→ Instructions to follow: In full and without deviation, write out the entries that follow.

· · · · · · ·

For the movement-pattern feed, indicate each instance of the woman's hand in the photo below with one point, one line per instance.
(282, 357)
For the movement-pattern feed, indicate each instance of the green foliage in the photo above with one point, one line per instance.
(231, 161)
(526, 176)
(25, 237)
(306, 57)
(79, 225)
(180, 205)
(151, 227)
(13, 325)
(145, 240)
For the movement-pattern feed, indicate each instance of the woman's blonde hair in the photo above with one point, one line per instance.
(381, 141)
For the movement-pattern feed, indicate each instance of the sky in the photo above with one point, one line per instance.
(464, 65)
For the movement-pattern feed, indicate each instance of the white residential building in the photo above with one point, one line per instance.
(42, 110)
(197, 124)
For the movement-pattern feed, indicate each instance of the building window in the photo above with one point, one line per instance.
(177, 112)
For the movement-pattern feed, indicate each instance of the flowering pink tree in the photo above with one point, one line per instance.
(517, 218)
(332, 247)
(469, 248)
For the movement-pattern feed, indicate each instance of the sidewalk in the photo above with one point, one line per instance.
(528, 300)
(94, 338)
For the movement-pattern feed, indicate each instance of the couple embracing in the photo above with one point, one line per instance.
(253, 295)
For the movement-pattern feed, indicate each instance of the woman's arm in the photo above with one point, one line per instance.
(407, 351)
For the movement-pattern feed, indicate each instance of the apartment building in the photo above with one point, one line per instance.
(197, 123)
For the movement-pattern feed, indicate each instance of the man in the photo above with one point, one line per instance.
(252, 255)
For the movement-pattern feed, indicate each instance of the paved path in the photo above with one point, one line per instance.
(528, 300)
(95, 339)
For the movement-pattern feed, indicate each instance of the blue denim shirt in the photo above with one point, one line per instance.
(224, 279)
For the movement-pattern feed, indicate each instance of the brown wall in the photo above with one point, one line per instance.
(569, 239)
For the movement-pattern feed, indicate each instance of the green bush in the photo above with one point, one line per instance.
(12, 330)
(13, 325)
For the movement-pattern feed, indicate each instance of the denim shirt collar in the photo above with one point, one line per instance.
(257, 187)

· · · · · · ·

→ Result below:
For the movement-pattern feed, indicate each instance of the woman's hand in the photo below with one point, one line per instance.
(282, 357)
For the movement-pattern feed, indicate each instance of the green foliage in the photo above with one point, one line per instance.
(231, 161)
(526, 176)
(25, 237)
(306, 57)
(79, 225)
(180, 205)
(151, 227)
(13, 325)
(145, 240)
For the movement-pattern feed, indicate each instance of the woman's blonde hair in the photo above with one point, one line per instance.
(381, 141)
For the movement-pattern feed, indicate each instance of the sky in the photo above with one point, one line per instance.
(464, 65)
For the movement-pattern feed, indicate each instance of the white residential building in the photo above with one point, one line per instance.
(42, 110)
(197, 124)
For the movement-pattern feed, indicate each instance of the building window in the photo above with one point, one line per instance.
(177, 112)
For the movement-pattern feed, indicate each instance of the flowering pink tree in the photo above with one point, one line per instance.
(517, 218)
(332, 247)
(469, 248)
For the movement-pattern feed, indicate each instance of the sidewalk in the photo above with one point, one line per instance.
(528, 300)
(94, 338)
For the movement-pattern feed, indicate each instance of the couple embracing in the photo above with one point, one line per instance.
(253, 295)
For the movement-pattern feed, indicate each instance of the woman's arm in the photo above with one point, one line per instance.
(407, 351)
For the movement-pattern feed, indicate each instance of the apartment building in the photo above with one point, one line per instance.
(197, 123)
For the movement-pattern feed, indicate each instance of the man in the photo above with one point, one line per instance.
(252, 255)
For the movement-pattern feed, indicate each instance of the paved path in the photo above with one point, one line per instance.
(528, 300)
(95, 339)
For the movement-pattern feed, indicate each instance of the blue denim shirt in the photo above with one point, one line per instance.
(224, 279)
For the movement-pattern feed, indicate each instance of the brown wall in the photo above with one point, one line per instance.
(569, 239)
For the movement-pattern feed, indicate each instance of the green bush in the photo above with one point, one line per instance.
(12, 330)
(13, 325)
For the movement-pattern feed, indicate each instance of the denim shirt collar in the photo above with one point, one line per instance.
(257, 187)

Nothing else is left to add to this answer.